Seitentext

↓

„ETFs auf dem Vormarsch“, „Passive Mandate im Fokus der institutionellen Anleger“ – die Medienberichterstattung überschlägt sich fast mit Siegesmeldungen von nicht-aktiven Fondsmanagementansätzen. Die Mittelzuflüsse bei institutionellen Investoren erscheinen beeindruckend. In Medien wie auch auf vielen Fachveranstaltungen erhält man oft den Eindruck, dass die Tage des aktiven Managements gezählt sind. Wird so eine Betrachtungsweise der eigentlich der Realität gerecht?

↑

Aufgabenstellung
Geben Sie den obigen Text zum aktiven und passiven Fondsmanagement vollständig und wortgetreu wieder. Die Einträge stammen aus einer anderen Quelle.

Bereitgestellte Angaben
↓

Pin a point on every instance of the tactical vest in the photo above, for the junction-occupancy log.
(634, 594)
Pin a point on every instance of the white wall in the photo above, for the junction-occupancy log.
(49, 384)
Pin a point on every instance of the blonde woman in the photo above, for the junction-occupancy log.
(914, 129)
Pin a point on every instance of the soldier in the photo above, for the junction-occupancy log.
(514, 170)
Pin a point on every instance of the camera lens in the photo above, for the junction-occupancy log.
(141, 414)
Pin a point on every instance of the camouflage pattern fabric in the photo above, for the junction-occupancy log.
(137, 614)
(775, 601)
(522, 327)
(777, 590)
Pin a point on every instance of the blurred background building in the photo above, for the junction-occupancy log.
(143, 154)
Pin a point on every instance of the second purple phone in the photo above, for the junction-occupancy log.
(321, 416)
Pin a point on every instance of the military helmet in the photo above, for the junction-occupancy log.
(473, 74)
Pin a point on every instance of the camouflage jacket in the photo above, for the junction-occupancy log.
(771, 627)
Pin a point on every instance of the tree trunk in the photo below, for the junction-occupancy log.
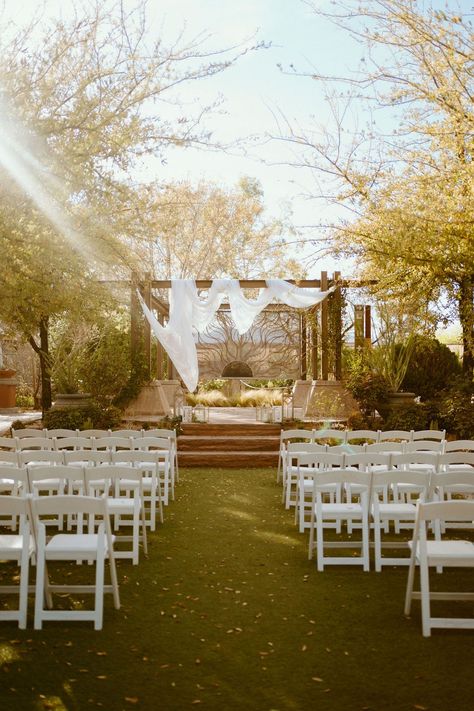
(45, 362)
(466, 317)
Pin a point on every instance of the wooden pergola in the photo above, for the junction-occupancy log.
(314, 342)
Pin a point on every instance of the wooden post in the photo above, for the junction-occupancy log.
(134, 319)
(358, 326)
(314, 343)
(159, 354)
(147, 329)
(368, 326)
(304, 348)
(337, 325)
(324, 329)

↑
↓

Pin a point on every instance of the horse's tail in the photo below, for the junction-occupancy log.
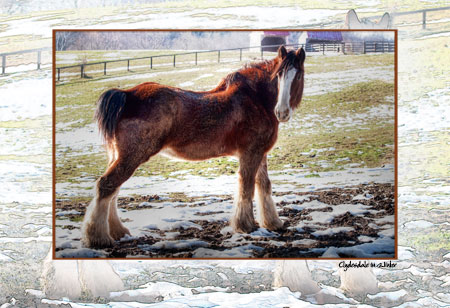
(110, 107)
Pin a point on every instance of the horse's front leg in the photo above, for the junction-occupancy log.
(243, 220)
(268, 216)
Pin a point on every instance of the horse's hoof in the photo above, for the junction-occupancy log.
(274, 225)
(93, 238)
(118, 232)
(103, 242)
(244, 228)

↑
↓

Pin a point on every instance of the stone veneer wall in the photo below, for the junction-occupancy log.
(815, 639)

↑

Schriftliche Antwort
„ETFs auf dem Vormarsch“, „Passive Mandate im Fokus der institutionellen Anleger“ – die Medienberichterstattung überschlägt sich fast mit Siegesmeldungen von nicht-aktiven Fondsmanagementansätzen. Die Mittelzuflüsse bei institutionellen Investoren erscheinen beeindruckend. In Medien wie auch auf vielen Fachveranstaltungen erhält man oft den Eindruck, dass die Tage des aktiven Managements gezählt sind. Wird so eine Betrachtungsweise der eigentlich der Realität gerecht?